Begin INFORMATION GIVEN

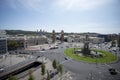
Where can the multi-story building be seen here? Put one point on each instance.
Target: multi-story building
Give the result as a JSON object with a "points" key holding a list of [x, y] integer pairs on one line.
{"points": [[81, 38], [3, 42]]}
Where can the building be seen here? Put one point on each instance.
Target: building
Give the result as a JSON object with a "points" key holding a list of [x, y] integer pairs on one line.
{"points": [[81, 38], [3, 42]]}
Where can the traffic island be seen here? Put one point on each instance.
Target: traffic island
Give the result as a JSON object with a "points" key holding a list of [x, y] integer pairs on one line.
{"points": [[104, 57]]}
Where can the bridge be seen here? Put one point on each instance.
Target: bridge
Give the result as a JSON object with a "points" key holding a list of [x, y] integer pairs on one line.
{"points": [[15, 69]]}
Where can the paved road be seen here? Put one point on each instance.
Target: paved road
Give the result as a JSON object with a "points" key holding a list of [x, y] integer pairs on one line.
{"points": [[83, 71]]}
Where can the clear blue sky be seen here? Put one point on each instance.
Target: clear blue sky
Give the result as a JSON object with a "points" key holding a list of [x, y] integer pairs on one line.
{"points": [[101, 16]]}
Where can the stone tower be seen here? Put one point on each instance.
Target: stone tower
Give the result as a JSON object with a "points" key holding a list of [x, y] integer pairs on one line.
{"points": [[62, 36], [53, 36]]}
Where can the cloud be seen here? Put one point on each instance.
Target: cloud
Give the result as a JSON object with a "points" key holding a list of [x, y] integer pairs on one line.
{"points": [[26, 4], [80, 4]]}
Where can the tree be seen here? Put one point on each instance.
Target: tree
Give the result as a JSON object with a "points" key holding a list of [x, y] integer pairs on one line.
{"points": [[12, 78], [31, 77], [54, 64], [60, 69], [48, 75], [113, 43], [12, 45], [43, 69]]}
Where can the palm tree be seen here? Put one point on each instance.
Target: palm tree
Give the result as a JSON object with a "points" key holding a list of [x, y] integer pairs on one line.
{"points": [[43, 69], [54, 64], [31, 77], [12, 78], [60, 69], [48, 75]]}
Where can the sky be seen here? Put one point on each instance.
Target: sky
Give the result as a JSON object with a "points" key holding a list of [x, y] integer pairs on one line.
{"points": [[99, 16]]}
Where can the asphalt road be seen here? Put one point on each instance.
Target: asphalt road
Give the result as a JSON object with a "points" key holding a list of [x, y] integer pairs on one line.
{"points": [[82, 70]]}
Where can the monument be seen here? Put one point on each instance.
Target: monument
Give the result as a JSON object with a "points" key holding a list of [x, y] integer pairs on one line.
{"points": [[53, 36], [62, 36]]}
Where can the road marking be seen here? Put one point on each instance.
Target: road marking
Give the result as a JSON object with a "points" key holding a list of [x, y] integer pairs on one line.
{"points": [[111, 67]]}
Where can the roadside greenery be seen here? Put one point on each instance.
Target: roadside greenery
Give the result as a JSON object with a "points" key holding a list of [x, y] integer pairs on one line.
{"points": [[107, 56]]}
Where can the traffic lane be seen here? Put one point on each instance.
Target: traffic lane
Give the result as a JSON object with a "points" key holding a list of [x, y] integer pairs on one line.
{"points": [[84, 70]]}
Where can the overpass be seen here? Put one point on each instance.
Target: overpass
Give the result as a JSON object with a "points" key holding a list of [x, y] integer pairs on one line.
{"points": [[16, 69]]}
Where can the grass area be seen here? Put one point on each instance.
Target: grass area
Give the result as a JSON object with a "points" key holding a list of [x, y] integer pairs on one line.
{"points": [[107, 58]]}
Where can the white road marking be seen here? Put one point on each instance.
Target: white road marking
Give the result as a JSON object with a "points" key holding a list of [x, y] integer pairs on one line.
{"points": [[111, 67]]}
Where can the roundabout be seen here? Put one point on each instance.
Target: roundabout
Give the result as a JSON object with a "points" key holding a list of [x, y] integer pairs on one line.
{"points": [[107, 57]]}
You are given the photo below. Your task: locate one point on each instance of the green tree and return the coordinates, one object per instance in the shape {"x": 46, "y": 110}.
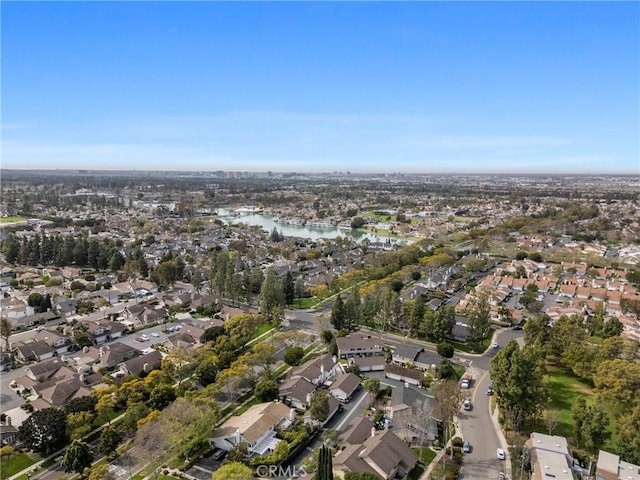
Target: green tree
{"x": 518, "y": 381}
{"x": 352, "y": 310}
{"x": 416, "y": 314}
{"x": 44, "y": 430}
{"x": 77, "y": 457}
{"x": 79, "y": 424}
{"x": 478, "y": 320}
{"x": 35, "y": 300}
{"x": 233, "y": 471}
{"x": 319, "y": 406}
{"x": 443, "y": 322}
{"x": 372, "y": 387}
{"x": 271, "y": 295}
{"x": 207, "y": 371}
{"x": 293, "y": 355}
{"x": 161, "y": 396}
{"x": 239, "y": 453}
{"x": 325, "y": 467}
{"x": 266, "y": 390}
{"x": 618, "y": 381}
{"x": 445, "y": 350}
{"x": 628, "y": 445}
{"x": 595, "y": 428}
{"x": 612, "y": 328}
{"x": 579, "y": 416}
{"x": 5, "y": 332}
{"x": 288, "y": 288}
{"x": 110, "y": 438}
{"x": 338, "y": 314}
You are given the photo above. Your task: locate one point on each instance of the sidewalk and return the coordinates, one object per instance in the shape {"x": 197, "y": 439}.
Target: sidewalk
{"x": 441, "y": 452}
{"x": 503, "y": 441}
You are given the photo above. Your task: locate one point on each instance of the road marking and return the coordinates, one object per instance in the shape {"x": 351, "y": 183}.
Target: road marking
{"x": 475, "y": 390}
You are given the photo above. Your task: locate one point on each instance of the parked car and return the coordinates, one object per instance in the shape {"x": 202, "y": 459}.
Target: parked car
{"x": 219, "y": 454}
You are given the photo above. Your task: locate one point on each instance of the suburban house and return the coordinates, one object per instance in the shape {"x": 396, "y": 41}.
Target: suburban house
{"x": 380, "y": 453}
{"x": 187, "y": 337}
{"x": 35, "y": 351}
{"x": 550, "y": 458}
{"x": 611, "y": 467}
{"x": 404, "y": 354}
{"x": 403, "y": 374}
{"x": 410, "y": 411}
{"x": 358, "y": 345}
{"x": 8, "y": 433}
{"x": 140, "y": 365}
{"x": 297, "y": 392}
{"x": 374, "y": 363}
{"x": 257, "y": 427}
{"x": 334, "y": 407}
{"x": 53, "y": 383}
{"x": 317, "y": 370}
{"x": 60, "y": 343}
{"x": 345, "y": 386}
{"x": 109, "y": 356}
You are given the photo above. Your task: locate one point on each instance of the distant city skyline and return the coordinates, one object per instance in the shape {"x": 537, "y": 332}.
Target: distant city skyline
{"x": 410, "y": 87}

End INFORMATION GIVEN
Begin INFORMATION GIVEN

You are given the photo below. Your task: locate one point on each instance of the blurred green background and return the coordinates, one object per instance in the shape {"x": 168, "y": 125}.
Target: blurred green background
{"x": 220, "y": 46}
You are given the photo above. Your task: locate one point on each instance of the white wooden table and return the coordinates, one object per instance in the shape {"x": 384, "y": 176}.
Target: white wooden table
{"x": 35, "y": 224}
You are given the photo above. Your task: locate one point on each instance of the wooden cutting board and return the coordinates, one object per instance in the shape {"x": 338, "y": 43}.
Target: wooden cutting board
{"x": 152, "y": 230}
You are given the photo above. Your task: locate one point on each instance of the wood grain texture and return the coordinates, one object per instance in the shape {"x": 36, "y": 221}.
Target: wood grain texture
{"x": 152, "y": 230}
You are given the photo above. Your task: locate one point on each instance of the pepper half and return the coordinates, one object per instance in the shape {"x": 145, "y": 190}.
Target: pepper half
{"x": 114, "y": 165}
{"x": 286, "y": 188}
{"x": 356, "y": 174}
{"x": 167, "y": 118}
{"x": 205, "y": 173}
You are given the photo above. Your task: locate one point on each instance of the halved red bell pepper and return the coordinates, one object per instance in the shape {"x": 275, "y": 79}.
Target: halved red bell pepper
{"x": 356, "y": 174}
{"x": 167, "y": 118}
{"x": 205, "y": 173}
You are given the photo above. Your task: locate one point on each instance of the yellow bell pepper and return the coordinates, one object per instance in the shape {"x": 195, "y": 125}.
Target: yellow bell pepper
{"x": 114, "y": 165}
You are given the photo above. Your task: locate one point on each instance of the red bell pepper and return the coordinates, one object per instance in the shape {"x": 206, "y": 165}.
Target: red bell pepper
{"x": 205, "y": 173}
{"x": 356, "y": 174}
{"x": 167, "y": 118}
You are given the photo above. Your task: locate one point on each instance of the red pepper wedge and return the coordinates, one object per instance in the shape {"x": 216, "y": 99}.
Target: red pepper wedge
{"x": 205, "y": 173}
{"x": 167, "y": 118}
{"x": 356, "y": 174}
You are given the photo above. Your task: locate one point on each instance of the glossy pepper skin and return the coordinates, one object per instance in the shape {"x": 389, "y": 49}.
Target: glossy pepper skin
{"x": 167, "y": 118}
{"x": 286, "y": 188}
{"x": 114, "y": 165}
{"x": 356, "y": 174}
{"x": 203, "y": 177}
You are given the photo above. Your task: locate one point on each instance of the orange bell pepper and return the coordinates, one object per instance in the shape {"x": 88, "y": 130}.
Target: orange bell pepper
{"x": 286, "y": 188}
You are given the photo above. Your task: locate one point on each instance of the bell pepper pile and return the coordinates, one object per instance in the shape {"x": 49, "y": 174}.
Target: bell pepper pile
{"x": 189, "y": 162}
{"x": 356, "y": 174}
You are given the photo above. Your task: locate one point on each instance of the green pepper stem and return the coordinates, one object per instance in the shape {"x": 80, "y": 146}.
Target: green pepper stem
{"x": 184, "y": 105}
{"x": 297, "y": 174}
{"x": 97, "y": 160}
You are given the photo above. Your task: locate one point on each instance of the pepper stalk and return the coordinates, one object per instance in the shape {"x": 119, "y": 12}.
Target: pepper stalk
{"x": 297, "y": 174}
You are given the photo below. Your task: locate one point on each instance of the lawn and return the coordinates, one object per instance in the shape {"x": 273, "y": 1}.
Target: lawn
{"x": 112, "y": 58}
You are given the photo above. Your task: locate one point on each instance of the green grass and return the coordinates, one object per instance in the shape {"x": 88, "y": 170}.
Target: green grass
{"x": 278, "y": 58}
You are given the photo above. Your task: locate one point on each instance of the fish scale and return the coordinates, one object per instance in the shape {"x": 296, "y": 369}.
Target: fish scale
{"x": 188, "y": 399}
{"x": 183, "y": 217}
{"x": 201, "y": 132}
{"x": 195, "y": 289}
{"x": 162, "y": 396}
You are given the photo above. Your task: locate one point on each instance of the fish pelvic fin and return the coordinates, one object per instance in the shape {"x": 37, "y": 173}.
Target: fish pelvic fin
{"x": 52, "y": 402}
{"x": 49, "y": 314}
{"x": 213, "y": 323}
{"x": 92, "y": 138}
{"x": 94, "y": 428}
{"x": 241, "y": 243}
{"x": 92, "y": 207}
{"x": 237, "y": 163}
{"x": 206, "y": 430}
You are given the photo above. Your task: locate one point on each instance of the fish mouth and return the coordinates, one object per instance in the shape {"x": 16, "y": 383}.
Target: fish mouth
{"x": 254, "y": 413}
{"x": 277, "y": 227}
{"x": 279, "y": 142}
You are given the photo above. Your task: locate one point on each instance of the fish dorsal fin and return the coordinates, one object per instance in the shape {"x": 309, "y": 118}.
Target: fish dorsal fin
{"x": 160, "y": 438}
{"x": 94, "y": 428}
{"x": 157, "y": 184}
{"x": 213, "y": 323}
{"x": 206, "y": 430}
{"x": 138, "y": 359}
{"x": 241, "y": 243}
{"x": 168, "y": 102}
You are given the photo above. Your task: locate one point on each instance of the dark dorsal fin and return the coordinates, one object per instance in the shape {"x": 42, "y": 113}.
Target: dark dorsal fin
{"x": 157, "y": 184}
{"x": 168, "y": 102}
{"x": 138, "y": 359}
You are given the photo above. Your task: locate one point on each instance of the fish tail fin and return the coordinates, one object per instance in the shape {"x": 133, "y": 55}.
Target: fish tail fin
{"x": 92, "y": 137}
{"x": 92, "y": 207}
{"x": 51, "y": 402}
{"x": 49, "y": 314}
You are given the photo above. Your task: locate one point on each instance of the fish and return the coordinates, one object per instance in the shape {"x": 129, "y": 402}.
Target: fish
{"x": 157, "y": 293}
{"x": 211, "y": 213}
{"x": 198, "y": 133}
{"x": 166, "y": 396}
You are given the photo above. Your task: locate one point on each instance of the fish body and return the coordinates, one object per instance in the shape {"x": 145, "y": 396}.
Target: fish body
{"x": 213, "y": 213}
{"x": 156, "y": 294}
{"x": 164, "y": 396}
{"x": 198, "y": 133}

End INFORMATION GIVEN

EXERCISE REQUIREMENTS: Please show every line from the entries above that contains the string "building", copying each such line in full. Case counts when matching.

OUTPUT OF THE TASK:
Where can the multi-story building be seen here? Put one point on each instance.
Target: multi-story building
Where can the building be seen here? Put one point on each instance.
Target: building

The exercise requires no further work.